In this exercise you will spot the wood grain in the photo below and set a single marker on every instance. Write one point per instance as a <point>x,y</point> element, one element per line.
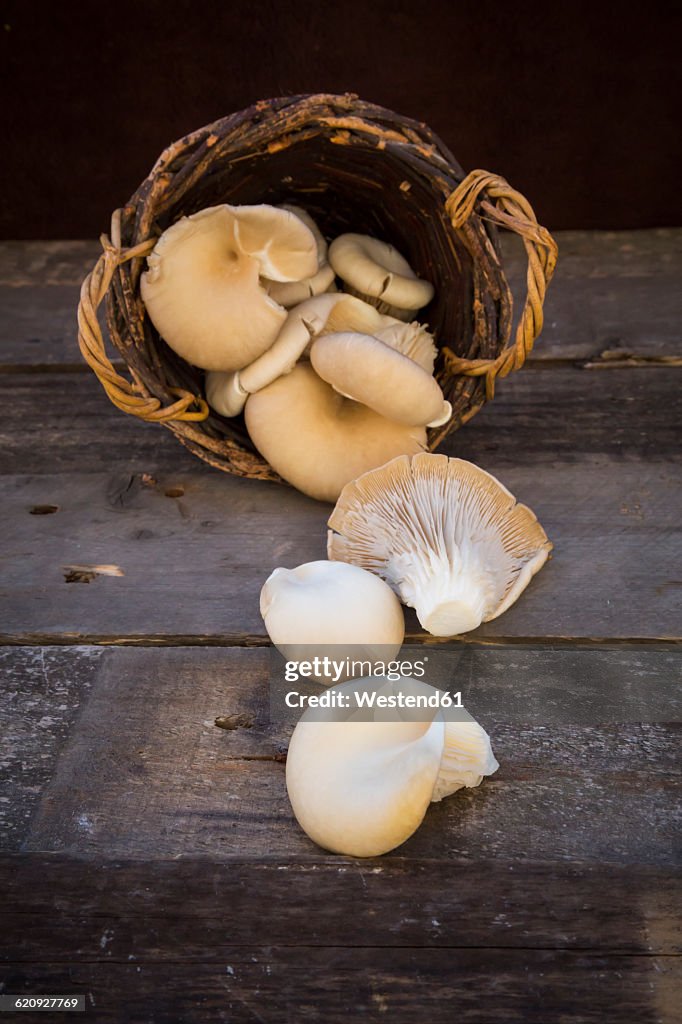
<point>57,908</point>
<point>541,416</point>
<point>270,986</point>
<point>145,772</point>
<point>194,565</point>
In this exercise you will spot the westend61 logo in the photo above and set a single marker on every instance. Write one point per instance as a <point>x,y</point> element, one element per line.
<point>359,682</point>
<point>330,670</point>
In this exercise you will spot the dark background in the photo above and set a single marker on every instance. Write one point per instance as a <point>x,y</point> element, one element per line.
<point>576,103</point>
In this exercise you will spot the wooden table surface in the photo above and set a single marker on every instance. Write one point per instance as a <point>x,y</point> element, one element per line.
<point>151,860</point>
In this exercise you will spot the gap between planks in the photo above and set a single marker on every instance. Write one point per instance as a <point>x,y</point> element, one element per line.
<point>256,640</point>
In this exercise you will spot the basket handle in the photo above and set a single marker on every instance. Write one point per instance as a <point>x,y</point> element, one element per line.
<point>124,394</point>
<point>507,208</point>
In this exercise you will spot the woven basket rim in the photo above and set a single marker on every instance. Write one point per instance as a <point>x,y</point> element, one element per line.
<point>466,210</point>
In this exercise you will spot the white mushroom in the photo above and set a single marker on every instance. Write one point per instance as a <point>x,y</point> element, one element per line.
<point>289,294</point>
<point>368,371</point>
<point>202,289</point>
<point>318,440</point>
<point>446,536</point>
<point>332,608</point>
<point>360,784</point>
<point>375,270</point>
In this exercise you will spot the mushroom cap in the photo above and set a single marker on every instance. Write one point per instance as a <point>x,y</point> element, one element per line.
<point>284,247</point>
<point>446,536</point>
<point>377,268</point>
<point>360,785</point>
<point>412,340</point>
<point>368,371</point>
<point>226,393</point>
<point>289,294</point>
<point>318,440</point>
<point>332,603</point>
<point>202,288</point>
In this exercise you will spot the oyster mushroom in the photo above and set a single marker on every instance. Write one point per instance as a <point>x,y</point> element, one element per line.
<point>227,392</point>
<point>289,294</point>
<point>446,536</point>
<point>360,785</point>
<point>322,604</point>
<point>365,369</point>
<point>318,440</point>
<point>202,289</point>
<point>376,271</point>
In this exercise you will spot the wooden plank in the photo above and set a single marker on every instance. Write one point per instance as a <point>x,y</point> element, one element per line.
<point>335,984</point>
<point>40,697</point>
<point>57,908</point>
<point>611,290</point>
<point>145,772</point>
<point>615,527</point>
<point>26,263</point>
<point>38,326</point>
<point>542,416</point>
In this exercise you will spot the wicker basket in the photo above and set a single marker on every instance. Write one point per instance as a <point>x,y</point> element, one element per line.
<point>356,167</point>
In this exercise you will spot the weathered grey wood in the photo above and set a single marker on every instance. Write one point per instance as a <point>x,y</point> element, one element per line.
<point>541,416</point>
<point>333,985</point>
<point>41,691</point>
<point>194,565</point>
<point>38,326</point>
<point>26,263</point>
<point>611,290</point>
<point>146,773</point>
<point>198,910</point>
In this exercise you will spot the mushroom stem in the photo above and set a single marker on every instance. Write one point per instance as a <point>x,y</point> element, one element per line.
<point>467,758</point>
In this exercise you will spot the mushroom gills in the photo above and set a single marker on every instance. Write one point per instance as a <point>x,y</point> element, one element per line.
<point>359,783</point>
<point>446,536</point>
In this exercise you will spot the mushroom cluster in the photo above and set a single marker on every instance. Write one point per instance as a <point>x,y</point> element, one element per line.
<point>446,539</point>
<point>332,382</point>
<point>359,782</point>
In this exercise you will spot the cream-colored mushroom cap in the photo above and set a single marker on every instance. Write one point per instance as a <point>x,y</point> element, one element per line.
<point>332,608</point>
<point>360,785</point>
<point>227,392</point>
<point>368,371</point>
<point>289,294</point>
<point>377,269</point>
<point>202,289</point>
<point>446,536</point>
<point>316,439</point>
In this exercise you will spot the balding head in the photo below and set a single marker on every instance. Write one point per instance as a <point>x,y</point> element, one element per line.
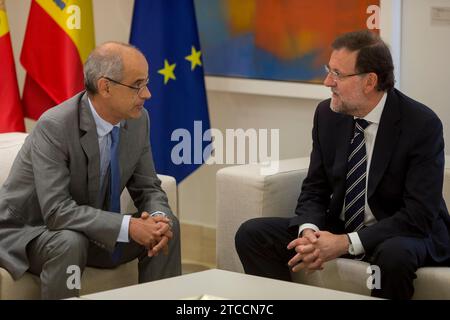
<point>107,60</point>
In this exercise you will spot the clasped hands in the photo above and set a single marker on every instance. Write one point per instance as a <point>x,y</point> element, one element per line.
<point>153,233</point>
<point>315,248</point>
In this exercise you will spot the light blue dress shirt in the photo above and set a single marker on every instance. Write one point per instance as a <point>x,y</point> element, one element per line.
<point>104,142</point>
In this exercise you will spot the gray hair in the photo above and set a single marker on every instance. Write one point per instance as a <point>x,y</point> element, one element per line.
<point>105,61</point>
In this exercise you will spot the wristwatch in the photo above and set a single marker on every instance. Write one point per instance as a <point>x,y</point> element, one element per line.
<point>351,249</point>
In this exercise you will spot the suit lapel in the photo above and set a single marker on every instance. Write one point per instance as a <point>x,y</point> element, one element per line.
<point>89,143</point>
<point>387,137</point>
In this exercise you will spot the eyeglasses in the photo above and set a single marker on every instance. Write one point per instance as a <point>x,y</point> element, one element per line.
<point>138,89</point>
<point>336,75</point>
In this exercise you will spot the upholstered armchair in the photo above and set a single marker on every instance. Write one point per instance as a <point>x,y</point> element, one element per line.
<point>243,192</point>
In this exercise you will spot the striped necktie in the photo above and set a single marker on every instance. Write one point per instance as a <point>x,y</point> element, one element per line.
<point>355,186</point>
<point>114,195</point>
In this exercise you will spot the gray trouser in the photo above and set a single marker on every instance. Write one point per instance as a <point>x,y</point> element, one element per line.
<point>53,252</point>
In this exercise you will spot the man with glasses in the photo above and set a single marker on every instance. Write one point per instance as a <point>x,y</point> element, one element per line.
<point>60,205</point>
<point>374,186</point>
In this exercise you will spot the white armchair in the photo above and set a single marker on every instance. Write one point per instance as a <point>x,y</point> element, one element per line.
<point>93,279</point>
<point>244,193</point>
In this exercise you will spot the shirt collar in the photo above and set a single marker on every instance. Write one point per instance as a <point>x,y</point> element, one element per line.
<point>103,126</point>
<point>374,116</point>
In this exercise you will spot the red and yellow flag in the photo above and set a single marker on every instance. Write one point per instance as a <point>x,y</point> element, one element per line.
<point>11,114</point>
<point>58,40</point>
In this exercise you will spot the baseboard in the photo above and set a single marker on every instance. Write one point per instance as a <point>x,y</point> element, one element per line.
<point>198,245</point>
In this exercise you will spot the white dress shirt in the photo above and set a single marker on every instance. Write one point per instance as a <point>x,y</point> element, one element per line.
<point>104,143</point>
<point>370,135</point>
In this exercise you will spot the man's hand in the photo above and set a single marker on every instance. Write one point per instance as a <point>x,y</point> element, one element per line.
<point>307,255</point>
<point>163,222</point>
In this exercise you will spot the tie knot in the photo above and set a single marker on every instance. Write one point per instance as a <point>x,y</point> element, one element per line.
<point>361,125</point>
<point>115,134</point>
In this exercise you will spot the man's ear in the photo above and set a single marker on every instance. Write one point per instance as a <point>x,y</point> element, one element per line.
<point>103,87</point>
<point>371,82</point>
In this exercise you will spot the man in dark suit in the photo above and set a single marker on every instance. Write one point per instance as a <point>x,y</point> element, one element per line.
<point>374,185</point>
<point>59,206</point>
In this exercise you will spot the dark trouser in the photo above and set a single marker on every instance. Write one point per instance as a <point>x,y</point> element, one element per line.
<point>51,254</point>
<point>261,245</point>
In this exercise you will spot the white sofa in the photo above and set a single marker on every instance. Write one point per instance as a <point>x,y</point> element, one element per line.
<point>93,279</point>
<point>244,193</point>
☆ ☆ ☆
**Exercise description**
Go through the listing and restate each line word for word, leaving out the pictures.

**Written solution**
In this exercise you will spot the wood grain in the photo below and set a single marker on every instance. Write one point per instance as a <point>x,y</point> element, one element per line.
<point>57,908</point>
<point>541,416</point>
<point>270,986</point>
<point>145,772</point>
<point>194,565</point>
In this exercise you will spot the westend61 logo in the photo above and set a single marker on every instance. Write one point per instance as a <point>x,y</point> element, one element per line.
<point>359,682</point>
<point>330,670</point>
In this exercise you will spot the dark background in the photo above and set a single marker on every instance. Write one point per instance as a <point>x,y</point> element, one element per line.
<point>576,103</point>
In this exercise you will spot the wooden table surface in the photo above and set a single marker on every instance. Write one point per instance as a <point>x,y</point> element, one element per line.
<point>151,860</point>
In this exercise you will spot the gap between planks in the photo above and set a single marker on every instance. Write one point per instance as a <point>x,y</point> element, one element per line.
<point>256,640</point>
In this exercise you will spot the basket handle in the photo above and set a single marker on every instance. Write one point per instance as a <point>x,y</point> element, one element per line.
<point>124,394</point>
<point>507,208</point>
In this exercise you will spot the woven basket rim in the photo above and set a single marker on every instance. Write one point per instance as a <point>x,y</point> element, one element per line.
<point>466,210</point>
In this exercise you will spot the white mushroom in the photo above and set a single marker on every instance. Write one point per instance as a <point>x,y</point> element, one element per line.
<point>289,294</point>
<point>368,371</point>
<point>202,289</point>
<point>318,440</point>
<point>446,536</point>
<point>332,608</point>
<point>360,784</point>
<point>375,270</point>
In this exercise you will spot the mushroom cap in the photo above and set a single marker on every instance. Write one point per instance as a <point>x,y</point> element, one element per line.
<point>284,247</point>
<point>446,536</point>
<point>377,268</point>
<point>360,785</point>
<point>412,340</point>
<point>368,371</point>
<point>226,393</point>
<point>289,294</point>
<point>318,440</point>
<point>332,603</point>
<point>202,288</point>
In this exercise you will spot the oyster mushroom in the photo above and set a single marker on every instance. Write one point per instance as a <point>x,y</point> element, one element per line.
<point>227,392</point>
<point>289,294</point>
<point>446,536</point>
<point>360,785</point>
<point>322,604</point>
<point>365,369</point>
<point>318,440</point>
<point>202,289</point>
<point>376,271</point>
In this exercise you will spot the wooden plank in the photo above and set a single marker on every instance. Write one point per instance as a <point>x,y</point> element, one element per line.
<point>335,984</point>
<point>40,697</point>
<point>57,908</point>
<point>611,290</point>
<point>145,772</point>
<point>615,527</point>
<point>26,263</point>
<point>38,326</point>
<point>542,416</point>
In this exercise you will spot the wicker basket in the photo above and set a single marker on every instance. Write one point per instance as a <point>x,y</point> element, one element per line.
<point>356,167</point>
In this exercise you will spot the weathered grey wood in the photo above and set a single marker on every instance. Write one point per instance as a <point>x,y</point> element, one element per line.
<point>541,416</point>
<point>333,985</point>
<point>41,691</point>
<point>194,565</point>
<point>38,326</point>
<point>26,263</point>
<point>611,290</point>
<point>146,773</point>
<point>198,910</point>
In this exercise you will spot the mushroom stem in the photo above and set a single marker on every instance. Write one point per instance as a <point>x,y</point> element, one element per line.
<point>467,758</point>
In this exercise you will spot the mushroom gills in the photo above and set a single marker on every instance. Write one point per instance as a <point>x,y</point> element, one element per line.
<point>359,783</point>
<point>446,536</point>
In this exercise you will spot the mushroom cluster in the photo above and set a single marker on every instance. Write one point per instance as a <point>x,y</point> element, one element per line.
<point>446,539</point>
<point>332,382</point>
<point>359,782</point>
In this exercise you will spot the cream-colored mushroom cap in the photo above and set a single marker on every instance. Write one point per instance as a <point>x,y</point> element, one element per line.
<point>332,608</point>
<point>360,785</point>
<point>227,392</point>
<point>368,371</point>
<point>289,294</point>
<point>377,269</point>
<point>202,289</point>
<point>446,536</point>
<point>316,439</point>
In this exercise you will spot the balding head in the photo below and set a single marker on every instance. Write one point per instance as a <point>x,y</point> element, one element per line.
<point>107,60</point>
In this exercise you will spot the clasped hands in the photo above and set a single marker on every instance. Write one point per instance as a <point>x,y</point> element, one element per line.
<point>153,233</point>
<point>315,248</point>
In this exercise you will spot the light blue dress shirt in the photo above and set a single marker on every instance. Write one point per instance as a <point>x,y</point> element, one element per line.
<point>104,142</point>
In this exercise you will spot the gray hair in the photo above and set a single marker on every instance. Write one point per instance as a <point>x,y</point> element, one element per line.
<point>105,61</point>
In this exercise you will spot the wristwatch in the photo above and set a single marker on every instance. Write one point per instance as a <point>x,y</point> element, one element per line.
<point>351,249</point>
In this exercise you will spot the suit lapel in the photo above and set a single marker on every instance. Write one point per instance as a <point>x,y</point> element, one element per line.
<point>89,143</point>
<point>387,137</point>
In this exercise you will spot the eyeglasses in the photo above and set a single marker on every instance. Write one point per instance as a <point>x,y</point> element, one element per line.
<point>138,89</point>
<point>336,75</point>
In this exercise you will spot the upholstered armchair in the photo above and set a single marker on every instance. Write one point per instance as a <point>x,y</point> element, one element per line.
<point>243,192</point>
In this exercise you will spot the striped necktie in the photo above and set a single marker on every instance. Write one point per instance as a <point>x,y</point> element, one element per line.
<point>355,186</point>
<point>114,195</point>
In this exercise you will spot the gray trouser in the photo above and set a single marker on every instance. Write one point per instance as a <point>x,y</point> element, one element per line.
<point>53,252</point>
In this exercise you will spot the man with glasses in the photo above and set a single marker on every instance. Write one point per instance as a <point>x,y</point> element, one element per line.
<point>60,205</point>
<point>374,186</point>
In this exercise you will spot the white armchair in the photo above and set a single marker on every instance. Write one point per instance as a <point>x,y</point> element, one element per line.
<point>93,279</point>
<point>244,193</point>
In this exercise you will spot the shirt collar in the photo above and set a single marker on every instance. Write one point per instance as a <point>x,y</point> element, one element per line.
<point>103,126</point>
<point>374,116</point>
In this exercise you will spot the red and yellow flag in the photo above and set a single marker on every instance. Write one point per instance as a <point>x,y</point> element, one element per line.
<point>11,114</point>
<point>58,40</point>
In this exercise you will spot the baseboard in the photo above and set a single marker on every instance. Write one point per instance as a <point>x,y</point> element, one element per line.
<point>198,245</point>
In this exercise you will spot the white dress shirt in the photo above and set a single marker on every instance. Write one point per instance as a <point>x,y</point> element, one element per line.
<point>104,143</point>
<point>370,135</point>
In this exercise you will spot the man's hand in the photo above and set a single marker on every instance. Write one point per instance as a <point>x,y</point> element, one element per line.
<point>307,255</point>
<point>163,222</point>
In this exercise you will spot the tie knot in the photo above and set a single marker on every instance. Write one point per instance as a <point>x,y</point> element, one element per line.
<point>361,125</point>
<point>115,134</point>
In this exercise you will spot the man's ear in the photo above and set a single marker on every instance. Write one point per instance as a <point>x,y</point> element, one element per line.
<point>103,87</point>
<point>371,82</point>
In this exercise you will spot the man in dark suit in the photo above and set a single marker on every instance. Write one point per instance as a <point>x,y</point> element, one element per line.
<point>374,185</point>
<point>59,206</point>
In this exercise you will spot the dark trouser in the photo above and set a single marker on every instance. Write one point per instance as a <point>x,y</point> element, one element per line.
<point>51,254</point>
<point>261,245</point>
In this exercise you will spot the white sofa in the photo above and set a single marker on every instance. Write one point per instance as a <point>x,y</point> element, one element per line.
<point>93,279</point>
<point>244,193</point>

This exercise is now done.